[START GIVEN DATA]

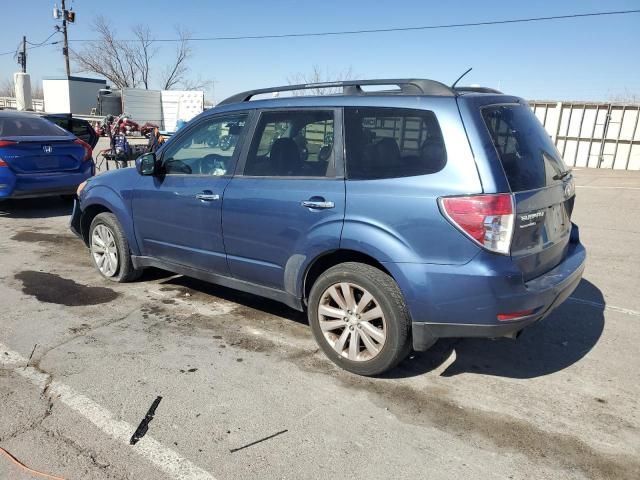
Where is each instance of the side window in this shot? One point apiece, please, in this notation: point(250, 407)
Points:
point(392, 142)
point(207, 149)
point(292, 144)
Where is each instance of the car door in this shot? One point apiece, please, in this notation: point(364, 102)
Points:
point(177, 213)
point(286, 203)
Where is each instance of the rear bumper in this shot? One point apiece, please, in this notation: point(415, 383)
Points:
point(464, 301)
point(43, 184)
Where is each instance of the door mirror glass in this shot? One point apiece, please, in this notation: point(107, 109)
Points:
point(146, 164)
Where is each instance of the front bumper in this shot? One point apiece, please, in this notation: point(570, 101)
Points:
point(43, 184)
point(473, 311)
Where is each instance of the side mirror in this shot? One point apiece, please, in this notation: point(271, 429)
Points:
point(146, 164)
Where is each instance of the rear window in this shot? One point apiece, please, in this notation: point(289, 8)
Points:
point(392, 142)
point(529, 158)
point(29, 127)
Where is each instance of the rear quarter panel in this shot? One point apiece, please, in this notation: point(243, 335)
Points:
point(398, 219)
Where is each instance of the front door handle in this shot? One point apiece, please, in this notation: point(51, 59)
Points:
point(318, 204)
point(207, 196)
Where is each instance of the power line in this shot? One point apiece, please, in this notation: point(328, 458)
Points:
point(13, 52)
point(386, 30)
point(44, 41)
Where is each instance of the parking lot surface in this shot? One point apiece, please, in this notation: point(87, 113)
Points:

[END GIVEN DATA]

▶ _EXERCISE INSTRUCTIONS_:
Reproduce all of the records above word for word, leaving out the pictures.

▶ _TASK SOLUTION_:
Where is each instance of the side window in this shot? One point apiece, please, in this notation: point(250, 407)
Points:
point(392, 142)
point(207, 149)
point(292, 144)
Where is each instance of the car door in this shot? One point apiece, please, in this notation: point(364, 102)
Points:
point(177, 213)
point(286, 203)
Where is each instance of the rear bumper in this shot? One point apiece, please, in this notation: point(415, 383)
Points:
point(464, 301)
point(43, 184)
Where is each instance of the door mirror glass in this shot? One point apiece, please, in this notation: point(107, 109)
Points:
point(146, 164)
Where is each instance of the front bumper in this shot? One point apiece, please, in this notation: point(570, 101)
Points:
point(43, 184)
point(473, 311)
Where is each instance of the side mirror in this shot? One point apiece, please, in this notation: point(271, 429)
Points:
point(146, 164)
Where is each instance of the rear window in this shot? One point apiece, please, in this notation: point(289, 8)
Points:
point(392, 142)
point(529, 158)
point(29, 127)
Where is each instance of the rear quarter panel in this shot? One point apiece, please, in this notation: point(243, 335)
Points:
point(398, 219)
Where is each instance of the front door handle in this shot? One point apiece, please, in this notation: point(51, 59)
Points:
point(318, 204)
point(207, 196)
Where is each instance of the power line in this shot? One point apiece, please, in this notation: point(328, 458)
Points:
point(13, 52)
point(386, 30)
point(44, 41)
Where is each instance of the parking lot surface in this shot? One point apiece, please, in this notation: point(87, 113)
Points:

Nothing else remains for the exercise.